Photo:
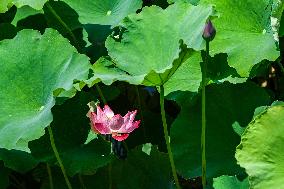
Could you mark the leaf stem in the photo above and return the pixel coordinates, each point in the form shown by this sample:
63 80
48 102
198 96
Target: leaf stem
203 131
49 176
163 114
58 157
------------------------------
§ PROBLEM REQUIREMENTS: Rewrite all the entries above with every "leaf stem" swapped for "petiole", keeping everything else the same and leaving out the pictures.

§ COMPLETED TASK:
Photo:
Could you mark the petiole in the photo above and return the pixel coordinates, each point in the form shown by this sample:
63 80
48 102
198 96
Target: petiole
203 131
49 176
163 114
58 157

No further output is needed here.